ABOUT THIS EXERCISE:
Using the data below, return every line that holds the word "chin".

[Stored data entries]
++++

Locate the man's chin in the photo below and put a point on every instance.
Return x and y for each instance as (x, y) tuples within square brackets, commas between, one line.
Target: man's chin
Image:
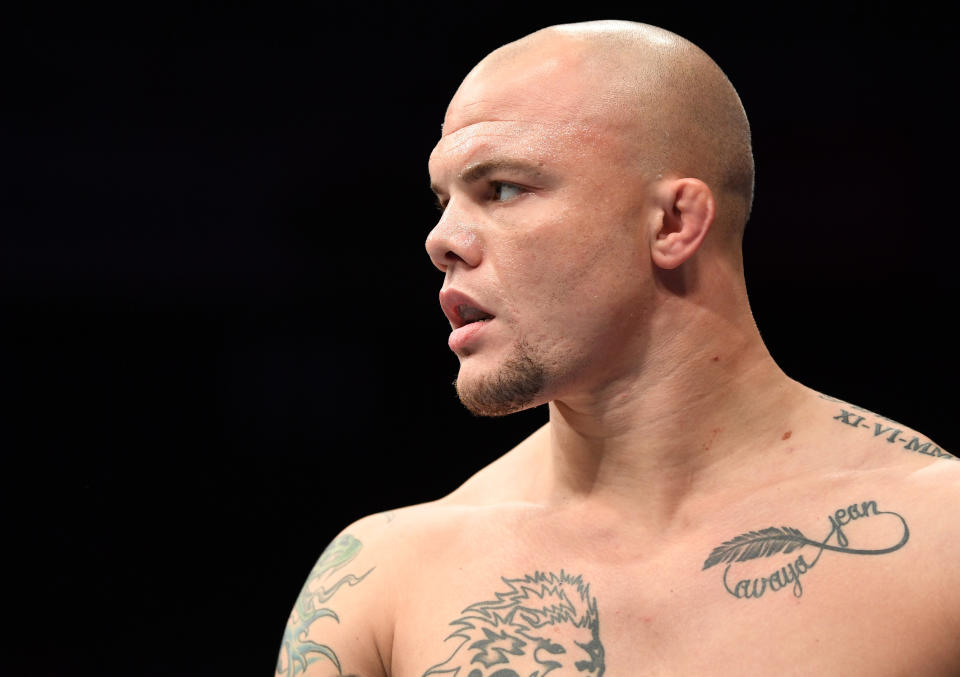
[(513, 386)]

++++

ANSWER SPACE:
Locate the man's chin in the photo below and put a point on every instance.
Target: man's chin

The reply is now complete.